§ TASK INSTRUCTIONS
List every line in the records below that contains the string "beige". Matching is case-sensitive.

§ DATA SUPPLIED
▽

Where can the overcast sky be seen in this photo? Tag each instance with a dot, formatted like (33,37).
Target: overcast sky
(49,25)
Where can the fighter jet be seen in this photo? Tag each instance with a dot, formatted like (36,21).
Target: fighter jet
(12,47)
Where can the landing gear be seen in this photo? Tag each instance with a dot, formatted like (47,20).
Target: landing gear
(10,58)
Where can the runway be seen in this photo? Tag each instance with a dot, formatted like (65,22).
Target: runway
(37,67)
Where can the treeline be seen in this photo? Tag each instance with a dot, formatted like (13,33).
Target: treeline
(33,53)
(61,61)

△
▽

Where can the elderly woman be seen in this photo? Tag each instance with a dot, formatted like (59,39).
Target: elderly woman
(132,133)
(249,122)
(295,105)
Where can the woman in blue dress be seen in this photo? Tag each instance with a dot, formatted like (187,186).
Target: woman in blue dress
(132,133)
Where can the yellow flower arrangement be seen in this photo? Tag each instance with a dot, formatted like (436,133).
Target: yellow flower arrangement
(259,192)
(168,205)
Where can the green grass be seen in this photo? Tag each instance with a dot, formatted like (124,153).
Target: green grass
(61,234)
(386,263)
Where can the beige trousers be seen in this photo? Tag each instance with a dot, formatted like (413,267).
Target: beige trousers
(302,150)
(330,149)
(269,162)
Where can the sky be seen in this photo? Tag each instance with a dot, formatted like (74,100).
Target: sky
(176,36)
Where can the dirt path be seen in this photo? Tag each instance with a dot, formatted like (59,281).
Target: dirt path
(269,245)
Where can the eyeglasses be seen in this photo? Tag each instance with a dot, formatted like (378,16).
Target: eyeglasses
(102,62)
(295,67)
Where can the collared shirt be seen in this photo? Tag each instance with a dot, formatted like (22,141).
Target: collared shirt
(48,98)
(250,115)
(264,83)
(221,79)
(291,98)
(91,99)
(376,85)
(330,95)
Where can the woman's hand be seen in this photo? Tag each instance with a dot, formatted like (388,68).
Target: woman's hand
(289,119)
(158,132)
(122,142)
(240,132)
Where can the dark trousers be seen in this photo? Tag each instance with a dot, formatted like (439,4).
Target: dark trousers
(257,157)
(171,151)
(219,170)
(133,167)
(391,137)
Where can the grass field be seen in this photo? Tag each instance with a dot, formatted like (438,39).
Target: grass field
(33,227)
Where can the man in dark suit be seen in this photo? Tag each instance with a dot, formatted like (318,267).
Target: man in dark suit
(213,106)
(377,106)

△
▽

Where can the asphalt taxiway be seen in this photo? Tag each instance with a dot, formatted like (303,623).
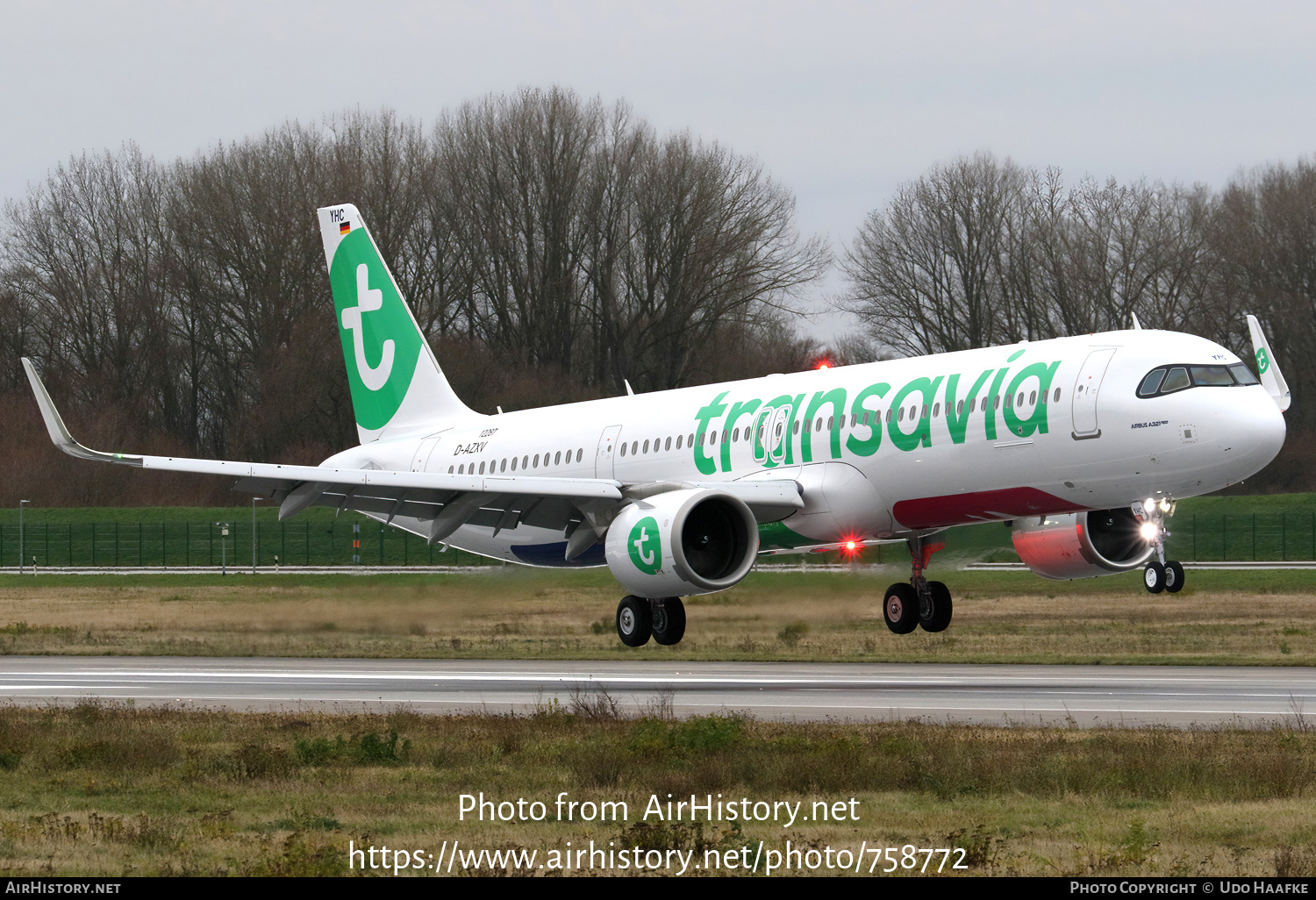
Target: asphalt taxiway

△

§ SOLUTION FOR THIS TASK
Where can the beige trousers be seen in this photo? Tag each instance with a dot, formatted like (413,267).
Target: beige trousers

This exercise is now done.